### Task description
The entries need to be copied exactly.

### Supplied material
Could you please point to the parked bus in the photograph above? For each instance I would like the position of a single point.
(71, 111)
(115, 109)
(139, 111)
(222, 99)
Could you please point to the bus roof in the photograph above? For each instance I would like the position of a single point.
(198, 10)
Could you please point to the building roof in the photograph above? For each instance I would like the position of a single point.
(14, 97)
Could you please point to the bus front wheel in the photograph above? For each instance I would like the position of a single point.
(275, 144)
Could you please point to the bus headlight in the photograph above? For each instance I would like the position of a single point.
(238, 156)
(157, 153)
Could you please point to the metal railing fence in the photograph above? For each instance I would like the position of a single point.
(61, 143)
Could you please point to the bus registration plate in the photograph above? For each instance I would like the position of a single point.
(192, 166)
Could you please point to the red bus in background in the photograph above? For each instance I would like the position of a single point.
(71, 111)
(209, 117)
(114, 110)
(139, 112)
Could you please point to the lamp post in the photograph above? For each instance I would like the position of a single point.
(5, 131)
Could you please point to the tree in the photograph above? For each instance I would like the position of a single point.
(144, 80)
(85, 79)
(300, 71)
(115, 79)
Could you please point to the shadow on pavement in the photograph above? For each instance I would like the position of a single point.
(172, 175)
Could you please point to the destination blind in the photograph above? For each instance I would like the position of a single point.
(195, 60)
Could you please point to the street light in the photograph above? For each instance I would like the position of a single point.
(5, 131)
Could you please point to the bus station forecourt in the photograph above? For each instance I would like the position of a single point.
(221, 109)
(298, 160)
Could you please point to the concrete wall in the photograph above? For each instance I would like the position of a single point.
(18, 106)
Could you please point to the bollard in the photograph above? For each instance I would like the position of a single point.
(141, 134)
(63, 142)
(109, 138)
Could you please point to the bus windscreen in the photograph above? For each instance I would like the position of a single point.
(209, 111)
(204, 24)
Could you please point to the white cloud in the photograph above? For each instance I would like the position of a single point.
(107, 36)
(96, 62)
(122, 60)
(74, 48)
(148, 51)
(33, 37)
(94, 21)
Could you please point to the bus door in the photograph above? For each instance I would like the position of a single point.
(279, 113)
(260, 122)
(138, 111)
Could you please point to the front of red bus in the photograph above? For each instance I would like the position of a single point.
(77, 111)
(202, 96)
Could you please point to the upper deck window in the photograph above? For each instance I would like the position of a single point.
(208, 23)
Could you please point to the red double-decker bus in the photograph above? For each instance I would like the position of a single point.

### Exercise solution
Could you please point to the parked bus in the photograph above? For each instance I would like the position of a single point.
(71, 111)
(115, 109)
(139, 111)
(222, 99)
Could you please point to the bus roof in the photograph above? For each instance I would like the position of a single point.
(198, 10)
Could you please point to the building roof in the photograph above? For each instance I would like the position of a single point.
(14, 97)
Could you please point to the bus front wheel in the photograph above? For each instance I would like the position of a single point.
(275, 144)
Could you please point to the bus headlight in the photograph above? For each instance I would like the position of a single point.
(238, 156)
(157, 153)
Could you please point to the metal railing fence in the photograph above? For each instance I would like the position of a single point.
(61, 143)
Could you please point to the bus registration plate in the photograph above? For each instance I would like the position of a single point.
(192, 166)
Could you please point to the red bus in background in the photograph above? For each instance I would like the position of a single point.
(71, 111)
(209, 117)
(114, 110)
(139, 112)
Could you please point to the lamp post in the photograph above? For each instance I would like the position of a single point.
(5, 131)
Could you please point to the tree in the photograph above? For each instance I would like the position of a single point.
(144, 80)
(85, 79)
(300, 71)
(115, 79)
Could you please point to the shadow on pavement in the photograph above? For each instance I would like the position of a single point.
(172, 175)
Could you please point to the destination blind in the photograph above? For each instance I would like the position of a single point.
(195, 60)
Could you please point to the street light in the photograph above? For each instance I would like the position of a single point.
(5, 131)
Could you please point to the bus station forecourt in the photograph above? For each instance I would like the position of a single point.
(221, 109)
(298, 160)
Could you please point to the concrete wall in the photograph above? For each instance I would like the position of a single point.
(18, 106)
Could you please point to the bollard in the photograph above? For each instance I would like the position of a single point.
(141, 134)
(63, 142)
(109, 138)
Could you please point to the bus windscreen in the photograph above? For each instance I would like the position of a single point.
(209, 111)
(204, 24)
Could you please point to the white cloud in the photograph above? For each instance I would like the position of a single point.
(107, 36)
(96, 62)
(122, 60)
(74, 48)
(148, 51)
(33, 37)
(94, 21)
Could you please point to the bus door in the photograph above? For each instance I would like the position of a single point.
(279, 113)
(260, 122)
(138, 111)
Could you please point to the front of red bus in the photograph above? For each instance I would like the position of a single point.
(77, 111)
(202, 96)
Could you please point to the upper deck window in the photograph above? For each instance I would like the position of a single point.
(208, 23)
Could you please point to the red double-decker bus in the photograph above? For each instance I would like the position of a single point.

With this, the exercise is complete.